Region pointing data
★ ★ ★ ★ ★

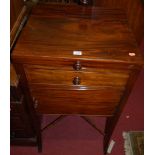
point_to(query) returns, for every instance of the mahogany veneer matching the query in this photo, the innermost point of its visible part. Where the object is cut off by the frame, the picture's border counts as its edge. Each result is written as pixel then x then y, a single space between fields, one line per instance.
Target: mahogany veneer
pixel 98 81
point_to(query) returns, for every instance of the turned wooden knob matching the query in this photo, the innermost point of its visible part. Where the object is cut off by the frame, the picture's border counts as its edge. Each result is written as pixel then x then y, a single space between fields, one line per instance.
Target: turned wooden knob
pixel 77 66
pixel 76 81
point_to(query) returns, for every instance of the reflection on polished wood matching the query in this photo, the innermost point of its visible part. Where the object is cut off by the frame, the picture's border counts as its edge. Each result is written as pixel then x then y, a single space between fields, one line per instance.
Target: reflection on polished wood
pixel 78 60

★ ★ ★ ★ ★

ACTIVITY: The data shown above must be printed again exactly, with no images included.

EXERCISE RESPONSE:
point_to(query) returns, for every instance of the mahogany veneer matching the query in this photo, the innermost point of its visible part. Where the object is cut off by the frame, the picture's border counts as its edge. Each result is written as pixel then x then y, a single space between fields, one line per instance.
Target: mahogany veneer
pixel 98 81
point_to(query) returns, for every instance of the turned wooden knob matching the query in this photo, the innermost point of its visible part. Where the object is cut off by the frame, the picture's border counts as its edge. Each result is written as pixel then x then y, a single space between fields, one line per instance.
Target: turned wooden knob
pixel 77 66
pixel 76 81
point_to(query) returns, for every instance of the reflection on polished wood matching the query in this photo, the innermost point of its visible part. Where the object is cut off by the frame, the picture's border counts as its edge. Each result is written as pixel then x then y, a single space between fields, one line per instance.
Target: reflection on polished wood
pixel 78 60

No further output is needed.